→ RECORDS TO PROCESS:
————
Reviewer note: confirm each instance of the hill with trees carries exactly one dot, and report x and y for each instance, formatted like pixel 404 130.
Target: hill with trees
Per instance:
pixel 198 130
————
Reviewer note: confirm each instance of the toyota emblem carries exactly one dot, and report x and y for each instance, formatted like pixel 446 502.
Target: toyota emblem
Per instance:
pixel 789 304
————
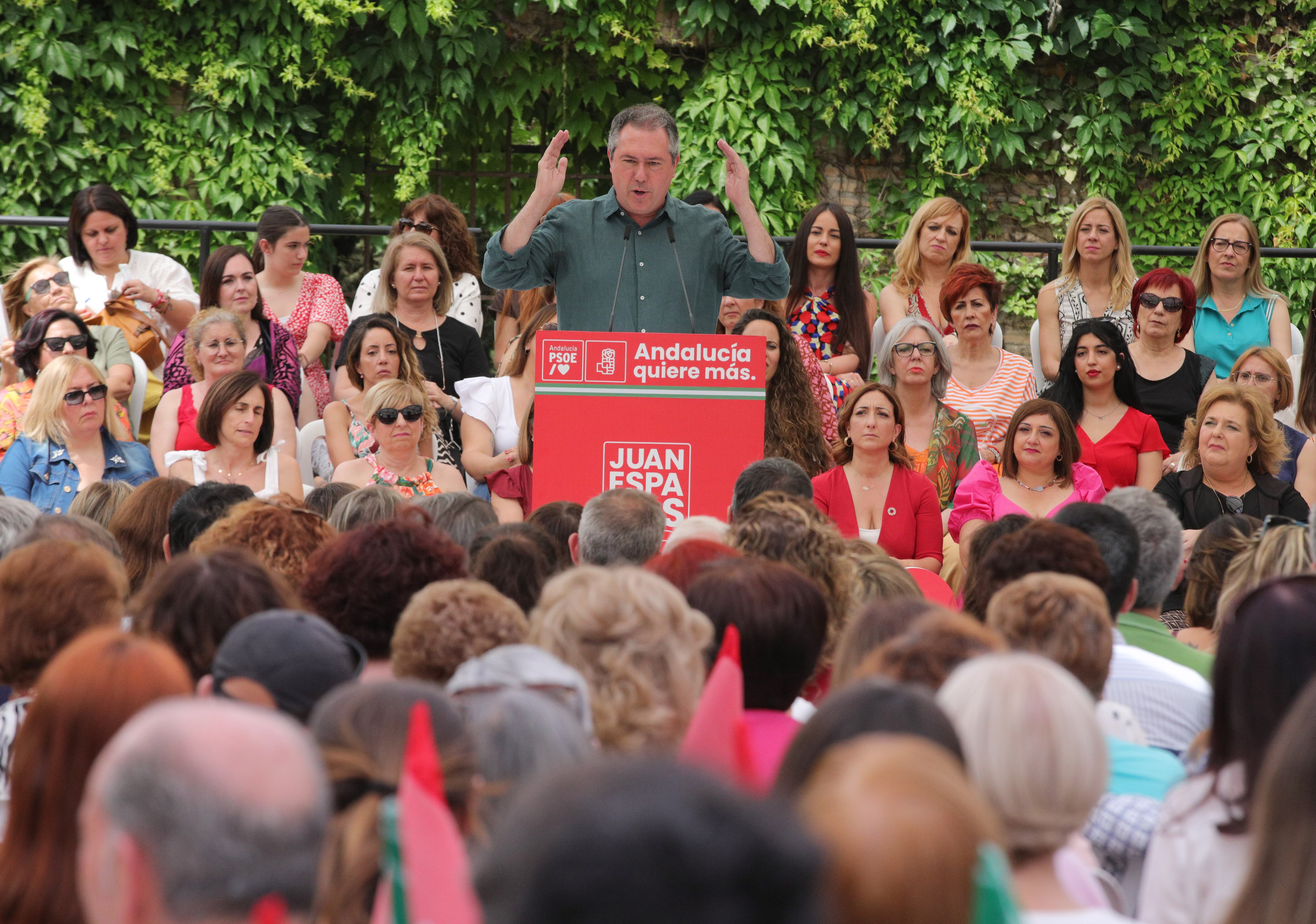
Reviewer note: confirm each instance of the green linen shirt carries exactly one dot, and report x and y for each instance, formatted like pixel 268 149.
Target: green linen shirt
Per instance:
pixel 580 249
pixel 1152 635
————
→ EXERCISE: Please locate each line of the data above that contains the word "green" and copy those lines out in full.

→ FINISHED ANSWER:
Reviewer note: confirm each instance of the green linen shirt carries exactly one dot, and report x and y for each instance, formatted like pixel 268 149.
Target: green linen shirt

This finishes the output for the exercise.